[Written task 1]
Retype the stretch of entries below, from the line containing "Locate the parked car row" through the last of the entries, both ends included.

[Text excerpt]
Matt Richtel writes in the NYT that roadway fatalities are soaring at a rate not seen in 50 years, resulting from crashes, collisions and other incidents caused by drivers. But don't call them accidents as a growing number of safety advocates campaign to change a 100-year-old mentality that they say trivializes the single most common cause of traffic incidents: human error. "When you use the word 'accident,' it's like, 'God made it happen,' " says Mark Rosekind. "In our society, language can be everything." Rosekind says that the persistence of crashes — driving is the most dangerous activity for most people — can be explained in part by widespread apathy toward the issue. Changing semantics is meant to shake people, particularly policy makers, out of the implicit nobody's-fault attitude that the word "accident" conveys. The state of Nevada just enacted a law to change "accident" to "crash" in dozens of instances where the word is mentioned in state laws, like those covering police and insurance reports and at least 28 state departments of transportation have moved away from the term "accident" when referring to roadway incidents.

[Exercise data]
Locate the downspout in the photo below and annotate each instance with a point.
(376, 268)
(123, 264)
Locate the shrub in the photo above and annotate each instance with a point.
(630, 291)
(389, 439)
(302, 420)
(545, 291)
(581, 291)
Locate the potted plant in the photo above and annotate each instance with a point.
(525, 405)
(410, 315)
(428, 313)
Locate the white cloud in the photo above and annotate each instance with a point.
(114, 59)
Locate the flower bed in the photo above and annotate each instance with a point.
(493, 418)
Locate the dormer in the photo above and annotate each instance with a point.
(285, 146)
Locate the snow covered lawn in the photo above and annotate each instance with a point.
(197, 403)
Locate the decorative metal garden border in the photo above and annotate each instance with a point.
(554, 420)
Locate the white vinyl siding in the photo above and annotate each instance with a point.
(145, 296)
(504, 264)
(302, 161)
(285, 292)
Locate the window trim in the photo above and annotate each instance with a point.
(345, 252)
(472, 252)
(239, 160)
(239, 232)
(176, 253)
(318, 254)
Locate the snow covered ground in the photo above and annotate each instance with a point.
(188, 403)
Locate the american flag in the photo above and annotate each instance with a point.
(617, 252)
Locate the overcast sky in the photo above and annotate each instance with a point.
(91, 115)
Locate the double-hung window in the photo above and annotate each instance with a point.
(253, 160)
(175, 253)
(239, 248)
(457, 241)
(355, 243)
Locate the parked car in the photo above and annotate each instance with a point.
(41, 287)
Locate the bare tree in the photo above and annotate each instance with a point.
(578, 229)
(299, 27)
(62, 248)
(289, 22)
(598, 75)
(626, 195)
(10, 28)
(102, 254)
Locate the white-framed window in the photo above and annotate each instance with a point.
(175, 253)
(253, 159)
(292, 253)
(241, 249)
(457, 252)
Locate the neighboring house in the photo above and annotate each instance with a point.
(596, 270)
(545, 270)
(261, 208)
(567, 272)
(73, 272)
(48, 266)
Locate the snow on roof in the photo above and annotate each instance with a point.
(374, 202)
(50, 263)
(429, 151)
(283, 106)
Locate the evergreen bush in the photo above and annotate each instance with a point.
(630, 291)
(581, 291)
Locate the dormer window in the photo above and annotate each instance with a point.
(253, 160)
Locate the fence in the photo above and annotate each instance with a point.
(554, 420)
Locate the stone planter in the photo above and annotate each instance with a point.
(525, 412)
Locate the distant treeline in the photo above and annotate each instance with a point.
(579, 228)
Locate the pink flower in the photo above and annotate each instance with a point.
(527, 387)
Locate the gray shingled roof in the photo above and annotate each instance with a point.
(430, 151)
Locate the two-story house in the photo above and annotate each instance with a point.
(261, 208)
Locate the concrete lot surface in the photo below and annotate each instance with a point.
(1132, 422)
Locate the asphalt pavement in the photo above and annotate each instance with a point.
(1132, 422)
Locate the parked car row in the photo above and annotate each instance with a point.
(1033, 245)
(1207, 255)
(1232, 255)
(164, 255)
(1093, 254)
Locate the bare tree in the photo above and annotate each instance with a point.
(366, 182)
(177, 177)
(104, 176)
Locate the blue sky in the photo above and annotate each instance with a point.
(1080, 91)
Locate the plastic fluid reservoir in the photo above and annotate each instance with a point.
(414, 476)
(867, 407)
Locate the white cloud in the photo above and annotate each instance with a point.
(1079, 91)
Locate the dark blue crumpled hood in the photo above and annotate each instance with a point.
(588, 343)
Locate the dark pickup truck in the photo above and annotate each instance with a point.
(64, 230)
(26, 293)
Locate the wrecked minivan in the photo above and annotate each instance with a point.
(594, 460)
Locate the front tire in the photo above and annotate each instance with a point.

[Written task 2]
Write what comes next in the passage about dropping the word "accident" for traffic crashes, picking up after its final sentence.

[Final result 1]
Locate the parked car row in the photo above and annotate each instance with a point.
(1033, 245)
(1207, 255)
(1232, 255)
(164, 255)
(1093, 254)
Locate the bare tree in the photo above and annotate each instance with a point.
(366, 182)
(177, 177)
(104, 176)
Locate the blue sky in the photo above and annotate each instance with a point.
(1080, 91)
Locate the plastic fluid reservoir in the photo above and annotate each instance with a point.
(414, 476)
(867, 407)
Locate the white cloud in the photo above and annotate each instance with a point.
(1079, 91)
Locate the dark blue crumpled hood in the photo above and annotate each instance with a point.
(588, 343)
Locate the dark pickup truck in the photo above and annotate each instance with a point.
(64, 230)
(26, 293)
Locate the wrecked minivan in the photo above and annotate each instance with a point.
(594, 460)
Locate the front tire in the photo above and annotate each instance with a point.

[Final result 2]
The word 'accident' was introduced into the lexicon of manufacturing and other industries in the early 1900s, when companies were looking to protect themselves from the costs of caring for workers who were injured on the job, says historian Peter Norton. "Relentless safety campaigns started calling these events 'accidents,' which excused the employer of responsibility," says Norton. When traffic deaths spiked in the 1920s, a consortium of auto-industry interests, including insurers, borrowed the wording to shift the focus away from the cars themselves. "Automakers were very interested in blaming reckless drivers," says Norton. But over time the word has come to exonerate the driver, too, with "accident" seeming like a lightning strike, beyond anyone's control. "Labeling most of the motor vehicle collision cases that I see as an attorney as an 'accident' has always been troubling to me," says Steven Gursten. "The word 'accident' implies there's no responsibility for it."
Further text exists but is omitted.